## Reading passage
---*---

# Fed set to down grade economy



## lotsoflead (Jul 25, 2010)

The Federal Reserve is set to downgrade its assessment of US economic prospects when it meets on Tuesday to discuss ways to reboot the flagging recovery.

Faced with weak economic data and rising fears of a double-dip recession, the Federal Open Market Committee is likely to ensure its policy is not constraining growth and to use its statement to signal greater concern about the economy. It is, however, unlikely to agree big new steps to boost growth.
http://www.ft.com/cms/s/0/dedcb986-a...44feabdc0.html


----------



## alanz (Jun 7, 2010)

I hear they're purchasing more U.S. debt. How much longer can this go on?


----------



## gypsysue (Mar 27, 2010)

If they're going to keep throwing away money anyway, they could send each and every one of us, say, $1,000! That would boost it some, at least my portion! 

I'd make a lot of progress on my prepping wish list!


----------



## UncleJoe (Jan 11, 2009)

Why stop at $1000. Billions to the big banks and Wall Street didn't do any good. If they sent every SS# in the country $1,000,000, that would give the economy quite a shot of adrenalin.


----------



## nj_m715 (Oct 31, 2008)

They can't do it by SS#, that would leave out all those who snuck in. They deserve their share too.


----------



## gypsysue (Mar 27, 2010)

Yeah, those people would probably get theirs first! 

$1,000,000... sigh...


----------

---*---

## Data
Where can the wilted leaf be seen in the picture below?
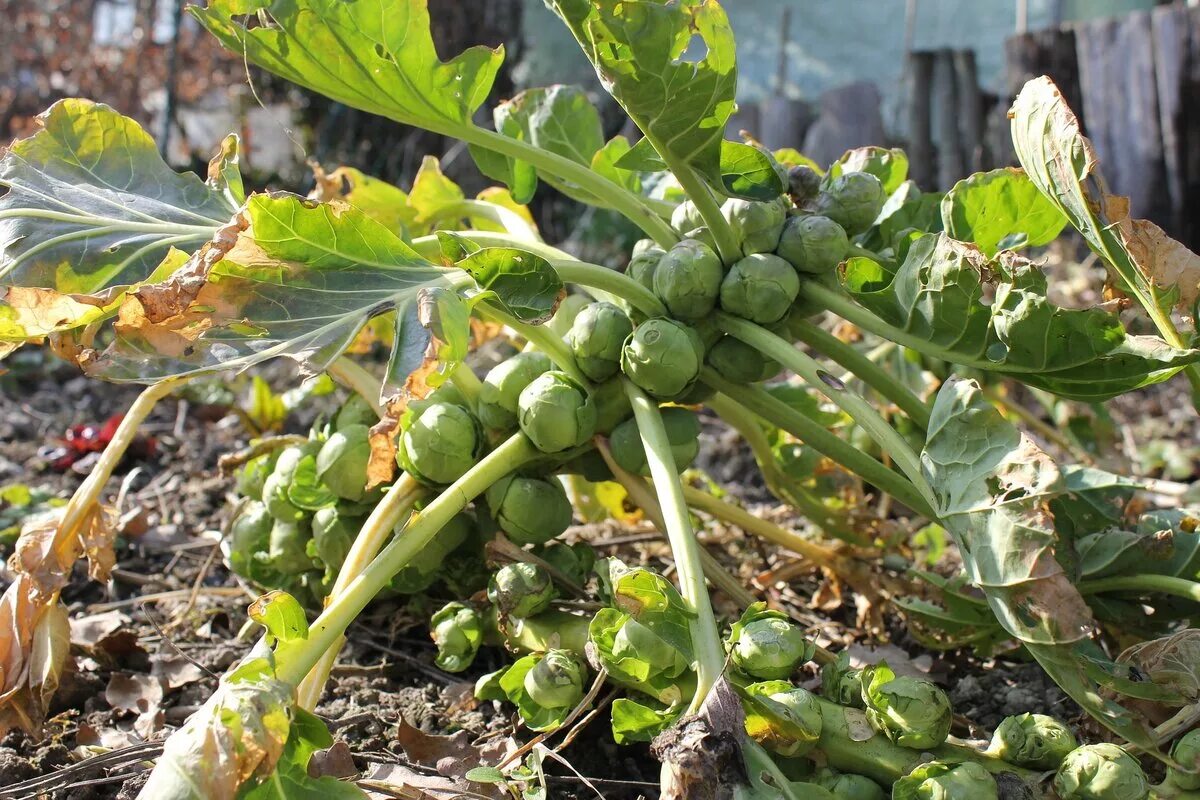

---*---

## Directives
1. In the thread about the Fed's downgrade, which committee is expected to signal greater concern about the economy?
2. Repeat the thread about the Fed's downgrade word for word, from "## UncleJoe (Jan" to "(Oct 31, 2008)".

## The answers
1. The Federal Open Market Committee.

2.
## UncleJoe (Jan 11, 2009)

Why stop at $1000. Billions to the big banks and Wall Street didn't do any good. If they sent every SS# in the country $1,000,000, that would give the economy quite a shot of adrenalin.


----------



## nj_m715 (Oct 31, 2008)